> _Objetivo indicado 1_
Reúna todas as linhas dos registros em que aparece a palavra "village".

> _Trecho do texto_
------------

Quais origens? De onde veio o PSB?

Existem dois PSBs na história.

O primeiro partido surgiu em 1932, no Rio de Janeiro. Era formado por delegados, interventores federais, integralistas e tenentistas – movimento político-militar que provocou uma série de rebeliões diante da situação política do país na década de 1920.

Esse PSB ficou conhecido por pregar um «socialismo róseo», pois acreditava num convívio harmônico e conciliatório entre empregados e patrões. Seu programa trazia demandas trabalhistas que só viriam a ser consolidadas depois, como a jornada máxima de trabalho de oito horas e a implementação da Justiça trabalhista gratuita.

Esse partido não durou muito. Foi extinto em 1937, com a promulgação do Estado Novo pelo ditador Getúlio Vargas (1982-1954).

Além do nome, o PSB que surgiu uma década depois, pouco tinha a ver com o primeiro. Ele nasceu da Esquerda Democrática, uma ala autônoma da União Democrática Nacional (UDN), partido fundado em 1945 no bojo da abertura política promovida no fim da ditadura de Getúlio Vargas.

------------

> _Material fornecido_
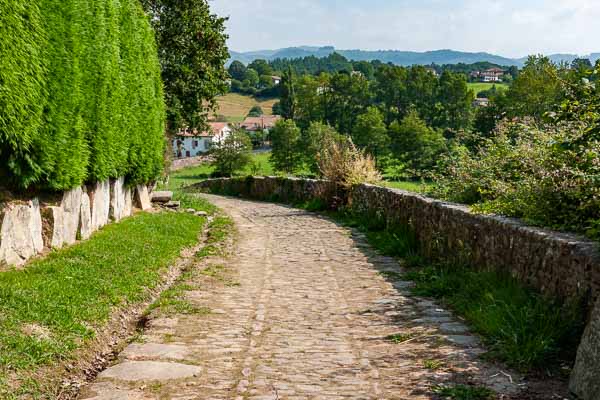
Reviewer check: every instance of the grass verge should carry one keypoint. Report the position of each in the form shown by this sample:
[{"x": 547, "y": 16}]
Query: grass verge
[
  {"x": 56, "y": 305},
  {"x": 520, "y": 327}
]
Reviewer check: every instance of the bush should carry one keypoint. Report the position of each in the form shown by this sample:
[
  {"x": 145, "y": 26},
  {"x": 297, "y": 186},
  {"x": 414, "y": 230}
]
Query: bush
[
  {"x": 340, "y": 161},
  {"x": 103, "y": 116},
  {"x": 527, "y": 171},
  {"x": 232, "y": 154}
]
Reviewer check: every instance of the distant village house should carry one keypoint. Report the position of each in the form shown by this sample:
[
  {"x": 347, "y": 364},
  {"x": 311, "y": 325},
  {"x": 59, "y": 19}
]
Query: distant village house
[
  {"x": 262, "y": 123},
  {"x": 489, "y": 75},
  {"x": 191, "y": 143}
]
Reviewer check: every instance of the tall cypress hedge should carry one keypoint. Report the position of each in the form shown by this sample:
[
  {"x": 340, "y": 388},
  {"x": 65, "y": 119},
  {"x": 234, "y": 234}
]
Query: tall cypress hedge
[{"x": 80, "y": 93}]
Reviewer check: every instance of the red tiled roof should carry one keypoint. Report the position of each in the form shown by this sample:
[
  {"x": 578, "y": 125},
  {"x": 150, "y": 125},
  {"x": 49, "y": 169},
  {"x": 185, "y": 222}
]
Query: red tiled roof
[
  {"x": 214, "y": 129},
  {"x": 265, "y": 121}
]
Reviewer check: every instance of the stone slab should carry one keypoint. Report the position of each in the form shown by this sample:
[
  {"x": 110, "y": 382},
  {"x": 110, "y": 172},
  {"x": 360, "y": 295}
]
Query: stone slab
[
  {"x": 134, "y": 371},
  {"x": 142, "y": 198},
  {"x": 137, "y": 351},
  {"x": 117, "y": 199},
  {"x": 21, "y": 232},
  {"x": 162, "y": 197},
  {"x": 85, "y": 217},
  {"x": 100, "y": 200},
  {"x": 585, "y": 377}
]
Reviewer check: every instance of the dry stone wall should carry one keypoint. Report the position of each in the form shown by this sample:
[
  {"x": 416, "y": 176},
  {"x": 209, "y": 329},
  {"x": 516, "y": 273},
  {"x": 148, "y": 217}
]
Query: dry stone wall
[
  {"x": 27, "y": 227},
  {"x": 560, "y": 265}
]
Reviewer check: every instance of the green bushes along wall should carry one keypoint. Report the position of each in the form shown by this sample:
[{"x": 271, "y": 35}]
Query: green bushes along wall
[{"x": 80, "y": 93}]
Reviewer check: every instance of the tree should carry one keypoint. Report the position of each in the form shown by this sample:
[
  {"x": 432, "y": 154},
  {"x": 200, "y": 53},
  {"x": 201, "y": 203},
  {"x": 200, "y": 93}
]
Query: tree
[
  {"x": 536, "y": 90},
  {"x": 288, "y": 102},
  {"x": 251, "y": 78},
  {"x": 416, "y": 144},
  {"x": 262, "y": 67},
  {"x": 193, "y": 51},
  {"x": 455, "y": 99},
  {"x": 232, "y": 154},
  {"x": 314, "y": 139},
  {"x": 237, "y": 71},
  {"x": 370, "y": 132},
  {"x": 285, "y": 140},
  {"x": 255, "y": 111}
]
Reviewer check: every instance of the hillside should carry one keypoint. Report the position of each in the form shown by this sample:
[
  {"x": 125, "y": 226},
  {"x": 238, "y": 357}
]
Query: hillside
[{"x": 397, "y": 57}]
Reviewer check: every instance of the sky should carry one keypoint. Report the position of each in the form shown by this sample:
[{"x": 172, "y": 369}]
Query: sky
[{"x": 512, "y": 28}]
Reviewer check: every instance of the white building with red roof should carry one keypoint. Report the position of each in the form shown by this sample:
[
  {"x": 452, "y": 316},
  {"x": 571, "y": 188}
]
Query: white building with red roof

------------

> _Objetivo indicado 2_
Transcreva sem alterações o trecho do texto sobre as origens do PSB, começando em "O primeiro partido" e terminando em "Getúlio Vargas (1982-1954).".

> _Resposta completa 1_
Reviewer check: every instance of the distant village house should carry one keypoint. Report the position of each in the form shown by this sample:
Query: distant village house

> _Resposta completa 2_
O primeiro partido surgiu em 1932, no Rio de Janeiro. Era formado por delegados, interventores federais, integralistas e tenentistas – movimento político-militar que provocou uma série de rebeliões diante da situação política do país na década de 1920.

Esse PSB ficou conhecido por pregar um «socialismo róseo», pois acreditava num convívio harmônico e conciliatório entre empregados e patrões. Seu programa trazia demandas trabalhistas que só viriam a ser consolidadas depois, como a jornada máxima de trabalho de oito horas e a implementação da Justiça trabalhista gratuita.

Esse partido não durou muito. Foi extinto em 1937, com a promulgação do Estado Novo pelo ditador Getúlio Vargas (1982-1954).